The End of Dodd-Frank Part 2: But Who Will Save OLA?

This post is part of my ongoing series on provisions of the Dodd-Frank Act which have been under attack by conservative, and some liberal, forces. For Part 1 on the Volcker Rule, click here.


Fox News, depicting another kind of orderly liquidation of a bank.

Who Should Break Up The Banks?

As I mentioned in a blog post outside of this series, the presidential campaign of Bernie Sanders has given this topic a lot of media coverage. Some of that has been good: it has reignited public interest in bringing back the Glass-Steagall Act, and despite what opponent Hillary Clinton says, the Dodd-Frank Act’s Volcker Rule is no replacement for that act. But other parts have not been so great: after all, the Dodd-Frank Act is a complicated piece of legislation that became an even more complicated mess of regulatory rules from multiple government agencies and conflicting case law by various different district courts.  The one major success the finance industry had with it was to force compromises that had even more strength in the confusion they add than the actual loopholes they create. And as I talked about in that blog post, Bernie Sanders’s campaign has stated that it wants to use the Mitigation of risks to financial stability provision, 12 U.S.C. § 5331, to break up the “too big to fail” banks in his first year. As I mentioned, that is pretty much politically impossible given the legislative requirements and just how many banks qualify as “too big to fail.”

This post is going to look at another provision: Orderly Liquidation Authority (OLA) as laid out in Subchapter II, Chapter 53 of Title 12 of the U.S.C. Interestingly, Hillary Clinton in the debates has hinted that she would use this authority, specifically to go after disreputable or insolvent financial institutions. While I certainly am aware of how friendly Clinton is with the captains of finance, it is a fairly risky move on her part: OLA is largely despised by even the more liberal economists. The usual “doom and gloom” narratives (funny how they’re never about the things that actually cause recessions) have been put forth by orthodox economists of all stripes. Stephen J. Lubben, Seton Hall University School of Law corporate apologist and neo-colonialist, wrote in his piece for the New York Times “The Flaws in the New Liquidation Authority” that OLA “…is apt to destroy going concern value and result in greater market disruption…There are no easy solutions, and probably failure avoidance is a better aim than any of the proposed resolution mechanisms.” In other words, Lubben wants the market to be allowed to “self-regulate” (shocking I know). As Lubben mentions, others like the Hoover Institute want to utilize some form of bankruptcy proceeding instead of OLA. But before we delve into the alternatives, let’s look at a basic outline of what OLA is.

Previously, when a financial institution was on its way to failing, it would be handled in a fairly similar way to any company failing: through a bankruptcy proceeding. But the government, in a rare moment of clarity that only a major economic downturn can bring, realized that institutions like Lehman Brothers would not conduct themselves properly and that, rather than file for bankruptcy in a timely manner, would postpone it through accounting fraud, misinformation, and perjury. So, Congress decided to create the OLA provision of Dodd-Frank to ensure that major financial institutions would not be allowed to put themselves in the same kind of situation that Lehman Brothers was in. The process was taken out of the Bankruptcy Courts, modified to take away power from financial institutions, and handed over to the Federal Deposit Insurance Corporation (FDIC), an independent agency of the government whose whole purpose is to insure the deposits that people make at the banks they govern (I am going to stay out of the broker-dealer provisions, which are governed by the Securities Investor Protection Corporation). This change of venue is already upsetting to the finance industry: the priorities of a Bankruptcy Court have increasingly been to garner whatever capital possible for financial institutions, whereas the FDIC is looking out for the consumers (note: for many reasons, this is not the same as looking out for communities or the public, but it is an interest often in opposition with that of the major finance companies).

● DATASET CONTENT
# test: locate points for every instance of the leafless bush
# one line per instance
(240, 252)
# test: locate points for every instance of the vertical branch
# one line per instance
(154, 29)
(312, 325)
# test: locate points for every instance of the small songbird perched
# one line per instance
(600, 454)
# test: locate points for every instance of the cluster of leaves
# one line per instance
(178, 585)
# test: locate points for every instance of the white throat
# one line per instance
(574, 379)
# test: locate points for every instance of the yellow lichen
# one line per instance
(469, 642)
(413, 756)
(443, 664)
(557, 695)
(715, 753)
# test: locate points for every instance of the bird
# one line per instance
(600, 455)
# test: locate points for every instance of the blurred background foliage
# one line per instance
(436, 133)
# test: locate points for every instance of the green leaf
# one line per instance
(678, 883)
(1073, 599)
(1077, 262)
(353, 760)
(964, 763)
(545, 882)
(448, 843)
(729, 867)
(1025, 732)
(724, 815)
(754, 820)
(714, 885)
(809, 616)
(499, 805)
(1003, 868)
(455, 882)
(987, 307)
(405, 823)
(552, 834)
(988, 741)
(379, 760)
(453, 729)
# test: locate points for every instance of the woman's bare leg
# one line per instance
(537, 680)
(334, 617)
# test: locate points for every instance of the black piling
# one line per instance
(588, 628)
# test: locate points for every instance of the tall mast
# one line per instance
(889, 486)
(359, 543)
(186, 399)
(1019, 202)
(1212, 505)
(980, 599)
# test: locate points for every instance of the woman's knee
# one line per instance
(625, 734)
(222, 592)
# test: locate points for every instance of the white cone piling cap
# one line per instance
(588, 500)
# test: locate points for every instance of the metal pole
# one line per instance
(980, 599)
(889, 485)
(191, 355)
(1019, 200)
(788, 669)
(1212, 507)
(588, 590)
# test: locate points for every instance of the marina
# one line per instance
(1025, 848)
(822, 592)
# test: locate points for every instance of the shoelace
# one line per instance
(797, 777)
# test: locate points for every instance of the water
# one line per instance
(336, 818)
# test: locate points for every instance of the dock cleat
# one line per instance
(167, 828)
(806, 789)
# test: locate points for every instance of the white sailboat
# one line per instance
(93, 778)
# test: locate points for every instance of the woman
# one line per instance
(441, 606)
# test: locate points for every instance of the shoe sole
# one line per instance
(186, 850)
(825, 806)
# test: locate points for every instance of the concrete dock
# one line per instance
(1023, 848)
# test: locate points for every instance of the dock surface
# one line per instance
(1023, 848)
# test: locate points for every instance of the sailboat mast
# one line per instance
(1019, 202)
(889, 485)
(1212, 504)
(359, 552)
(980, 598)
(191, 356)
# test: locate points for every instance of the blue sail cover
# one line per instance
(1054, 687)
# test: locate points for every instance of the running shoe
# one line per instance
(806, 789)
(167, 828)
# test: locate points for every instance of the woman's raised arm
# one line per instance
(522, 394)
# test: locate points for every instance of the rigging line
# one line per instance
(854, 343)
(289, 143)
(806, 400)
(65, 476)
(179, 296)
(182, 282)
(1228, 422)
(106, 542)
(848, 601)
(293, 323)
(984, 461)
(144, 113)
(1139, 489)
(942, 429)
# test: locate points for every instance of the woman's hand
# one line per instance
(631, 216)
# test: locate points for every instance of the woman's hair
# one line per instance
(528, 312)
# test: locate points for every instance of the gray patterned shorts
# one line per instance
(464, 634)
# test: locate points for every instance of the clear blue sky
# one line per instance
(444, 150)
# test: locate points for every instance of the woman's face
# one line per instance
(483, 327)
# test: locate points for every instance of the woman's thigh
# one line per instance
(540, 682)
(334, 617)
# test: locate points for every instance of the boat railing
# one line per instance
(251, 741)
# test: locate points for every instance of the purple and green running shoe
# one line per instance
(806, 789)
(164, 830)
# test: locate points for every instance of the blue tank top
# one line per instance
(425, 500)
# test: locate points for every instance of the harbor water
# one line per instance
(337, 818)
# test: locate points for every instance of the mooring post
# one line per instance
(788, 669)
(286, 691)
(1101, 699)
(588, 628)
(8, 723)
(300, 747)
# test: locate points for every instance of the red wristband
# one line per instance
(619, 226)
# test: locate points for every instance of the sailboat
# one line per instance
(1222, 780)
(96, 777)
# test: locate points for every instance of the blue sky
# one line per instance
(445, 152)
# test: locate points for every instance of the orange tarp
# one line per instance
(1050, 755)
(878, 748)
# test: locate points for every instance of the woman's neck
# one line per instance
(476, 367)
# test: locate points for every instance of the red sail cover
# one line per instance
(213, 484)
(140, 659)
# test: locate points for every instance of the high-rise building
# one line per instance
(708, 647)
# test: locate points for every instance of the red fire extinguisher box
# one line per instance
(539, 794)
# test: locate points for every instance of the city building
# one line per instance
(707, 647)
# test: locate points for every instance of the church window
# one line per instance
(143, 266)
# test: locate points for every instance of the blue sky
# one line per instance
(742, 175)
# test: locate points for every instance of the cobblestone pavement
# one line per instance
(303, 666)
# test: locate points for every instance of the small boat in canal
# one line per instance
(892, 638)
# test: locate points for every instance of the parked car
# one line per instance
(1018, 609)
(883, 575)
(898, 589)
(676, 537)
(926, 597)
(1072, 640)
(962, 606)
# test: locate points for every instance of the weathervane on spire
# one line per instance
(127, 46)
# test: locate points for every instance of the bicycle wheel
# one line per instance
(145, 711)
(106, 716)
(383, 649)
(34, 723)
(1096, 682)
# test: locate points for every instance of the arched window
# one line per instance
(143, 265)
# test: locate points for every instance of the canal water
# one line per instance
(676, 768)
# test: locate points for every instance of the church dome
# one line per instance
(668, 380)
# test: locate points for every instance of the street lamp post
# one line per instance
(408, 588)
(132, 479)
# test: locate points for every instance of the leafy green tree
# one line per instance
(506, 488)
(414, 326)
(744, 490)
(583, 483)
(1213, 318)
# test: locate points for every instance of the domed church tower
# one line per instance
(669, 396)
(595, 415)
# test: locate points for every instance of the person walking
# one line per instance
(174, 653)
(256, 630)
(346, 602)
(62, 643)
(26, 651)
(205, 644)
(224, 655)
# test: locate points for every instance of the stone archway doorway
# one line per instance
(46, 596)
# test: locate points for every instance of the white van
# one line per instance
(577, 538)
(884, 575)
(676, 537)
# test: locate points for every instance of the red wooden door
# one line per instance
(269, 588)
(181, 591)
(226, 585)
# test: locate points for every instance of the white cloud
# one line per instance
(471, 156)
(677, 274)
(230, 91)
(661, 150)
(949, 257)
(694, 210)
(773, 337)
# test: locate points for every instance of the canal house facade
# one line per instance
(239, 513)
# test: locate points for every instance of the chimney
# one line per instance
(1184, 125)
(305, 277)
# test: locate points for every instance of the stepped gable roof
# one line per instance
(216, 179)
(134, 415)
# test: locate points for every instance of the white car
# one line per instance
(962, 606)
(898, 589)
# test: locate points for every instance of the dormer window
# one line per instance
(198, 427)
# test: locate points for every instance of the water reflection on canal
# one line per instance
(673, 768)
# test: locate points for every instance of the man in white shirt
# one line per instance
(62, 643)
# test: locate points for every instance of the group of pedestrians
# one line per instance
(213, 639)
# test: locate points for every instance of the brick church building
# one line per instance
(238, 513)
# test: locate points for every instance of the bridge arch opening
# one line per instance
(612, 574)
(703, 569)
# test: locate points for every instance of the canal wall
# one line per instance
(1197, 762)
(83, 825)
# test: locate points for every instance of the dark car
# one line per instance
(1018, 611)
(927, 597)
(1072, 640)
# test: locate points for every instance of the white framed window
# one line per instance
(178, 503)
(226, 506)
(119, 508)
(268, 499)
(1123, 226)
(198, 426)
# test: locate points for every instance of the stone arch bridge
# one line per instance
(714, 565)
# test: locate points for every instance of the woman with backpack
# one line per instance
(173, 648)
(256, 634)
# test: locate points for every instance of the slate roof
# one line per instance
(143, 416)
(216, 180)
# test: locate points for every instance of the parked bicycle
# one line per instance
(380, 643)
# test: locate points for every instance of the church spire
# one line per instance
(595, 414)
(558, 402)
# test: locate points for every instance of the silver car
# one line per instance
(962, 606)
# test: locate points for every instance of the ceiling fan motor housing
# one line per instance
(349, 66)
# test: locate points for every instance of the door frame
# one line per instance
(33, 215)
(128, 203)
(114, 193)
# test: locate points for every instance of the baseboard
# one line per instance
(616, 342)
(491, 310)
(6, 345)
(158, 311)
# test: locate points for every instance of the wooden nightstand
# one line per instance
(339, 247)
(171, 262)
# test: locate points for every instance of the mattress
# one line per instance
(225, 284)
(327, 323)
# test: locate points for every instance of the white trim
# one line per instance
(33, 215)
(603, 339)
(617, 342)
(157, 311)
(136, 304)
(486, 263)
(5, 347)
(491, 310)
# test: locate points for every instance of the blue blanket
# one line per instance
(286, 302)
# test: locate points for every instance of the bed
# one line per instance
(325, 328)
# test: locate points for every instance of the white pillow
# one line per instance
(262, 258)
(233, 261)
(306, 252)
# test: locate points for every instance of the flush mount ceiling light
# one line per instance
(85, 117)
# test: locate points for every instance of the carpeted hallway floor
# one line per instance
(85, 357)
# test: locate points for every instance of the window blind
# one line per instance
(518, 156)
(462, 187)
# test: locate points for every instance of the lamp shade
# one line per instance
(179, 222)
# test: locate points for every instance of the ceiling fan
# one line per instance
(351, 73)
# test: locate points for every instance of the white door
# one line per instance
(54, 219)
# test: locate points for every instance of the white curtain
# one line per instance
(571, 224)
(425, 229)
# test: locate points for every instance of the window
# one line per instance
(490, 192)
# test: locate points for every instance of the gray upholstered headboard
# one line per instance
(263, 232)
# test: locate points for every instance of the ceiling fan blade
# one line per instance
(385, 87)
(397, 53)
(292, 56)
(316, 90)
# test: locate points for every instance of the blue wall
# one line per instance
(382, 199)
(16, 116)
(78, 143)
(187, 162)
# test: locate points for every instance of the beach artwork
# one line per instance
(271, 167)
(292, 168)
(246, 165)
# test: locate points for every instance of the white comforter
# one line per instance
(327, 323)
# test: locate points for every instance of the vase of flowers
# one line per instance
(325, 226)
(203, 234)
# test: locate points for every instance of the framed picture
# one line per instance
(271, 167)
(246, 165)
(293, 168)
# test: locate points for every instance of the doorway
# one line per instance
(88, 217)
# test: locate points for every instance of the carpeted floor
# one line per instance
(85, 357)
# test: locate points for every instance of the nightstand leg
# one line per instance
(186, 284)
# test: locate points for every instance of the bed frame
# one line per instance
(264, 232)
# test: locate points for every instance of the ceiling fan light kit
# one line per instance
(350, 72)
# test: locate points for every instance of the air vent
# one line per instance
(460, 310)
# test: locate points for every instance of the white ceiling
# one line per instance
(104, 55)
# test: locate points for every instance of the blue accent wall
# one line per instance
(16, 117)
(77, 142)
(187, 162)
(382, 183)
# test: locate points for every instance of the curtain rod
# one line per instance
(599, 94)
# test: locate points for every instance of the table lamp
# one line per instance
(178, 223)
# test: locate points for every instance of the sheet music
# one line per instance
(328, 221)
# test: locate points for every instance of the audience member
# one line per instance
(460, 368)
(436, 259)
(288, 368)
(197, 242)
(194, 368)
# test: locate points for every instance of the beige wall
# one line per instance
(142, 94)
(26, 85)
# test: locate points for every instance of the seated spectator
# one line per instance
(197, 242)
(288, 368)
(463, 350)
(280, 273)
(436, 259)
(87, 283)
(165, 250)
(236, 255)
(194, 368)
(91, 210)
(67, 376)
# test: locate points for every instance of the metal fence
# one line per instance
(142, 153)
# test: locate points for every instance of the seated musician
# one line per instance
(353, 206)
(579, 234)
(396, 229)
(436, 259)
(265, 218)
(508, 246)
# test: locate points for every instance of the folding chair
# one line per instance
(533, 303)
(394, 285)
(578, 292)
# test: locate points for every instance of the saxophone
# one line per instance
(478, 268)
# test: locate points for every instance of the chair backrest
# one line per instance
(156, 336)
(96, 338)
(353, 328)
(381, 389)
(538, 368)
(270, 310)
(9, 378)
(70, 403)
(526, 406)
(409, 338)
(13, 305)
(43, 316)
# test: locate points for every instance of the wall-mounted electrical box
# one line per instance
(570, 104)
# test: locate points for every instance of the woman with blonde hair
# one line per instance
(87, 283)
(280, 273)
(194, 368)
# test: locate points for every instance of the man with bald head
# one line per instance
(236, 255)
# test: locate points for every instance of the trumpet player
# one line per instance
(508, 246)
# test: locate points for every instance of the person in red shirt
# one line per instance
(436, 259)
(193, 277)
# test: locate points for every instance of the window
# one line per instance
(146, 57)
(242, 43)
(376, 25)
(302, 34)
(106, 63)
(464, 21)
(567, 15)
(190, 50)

● WHAT THIS TASK INVOLVES
Resume the Dodd-Frank post on Orderly Liquidation Authority, starting right after its final sentence. The rows play no part here.

● RESPONSE TO THE TASK
The FDIC’s Ten Step Programme

An orderly liquidation is a 10-step process:

  1. The Secretary of the Treasury, after an investigation, finds that a financial institution is at risk and contacts the FDIC and the financial institution to request that the FDIC be appointed the receiver of the institution. The institution has two options: accept, which takes it to step 4, or oppose.
  2. If the financial institution opposes the request, the Secretary petitions a federal district court to force the financial institution to accept the receivership of the FDIC. There is a closed, confidential hearing where the court evaluates whether or not the Secretary’s determination of the institution as at or dangerously close to default is “arbitrary or capricious.” Capricious means prone to sudden changes in mood or behavior.
  3. The court has 24 hours to deliberate. If it fails to make a determination, the FDIC will automatically be granted receivership. Otherwise, however the court rules, it can be appealed by either the Secretary or the financial institution to first the Court of Appeals for the DC Circuit and after the Supreme Court.
  4. If the financial institution accepts the initial request for receivership, the court fails to make a decision within 24 hours, or the court and any further appeals rule in favor of the Secretary , then the FDIC is granted receivership of the financial institution for three years, with two possible extensions of an additional year each.
  5. The FDIC as receiver now has six major responsibilities: (1) to prioritize the stability of US financial markets over the continuance of the financial institution (2) ensure that shareholders of the institution are the very last to get paid (3) ensure that unsecured creditors bear some of the losses (4) ensure that the management responsible for the condition of the institution are removed (5) ensure that members of the board of directors who contributed to the condition of the institution are removed (6) not take any equity interest in the institution.
  6. If you could not guess from that list, the FDIC now has near-complete control of the financial institution, and may conduct it in anyway that the normal management lawfully would.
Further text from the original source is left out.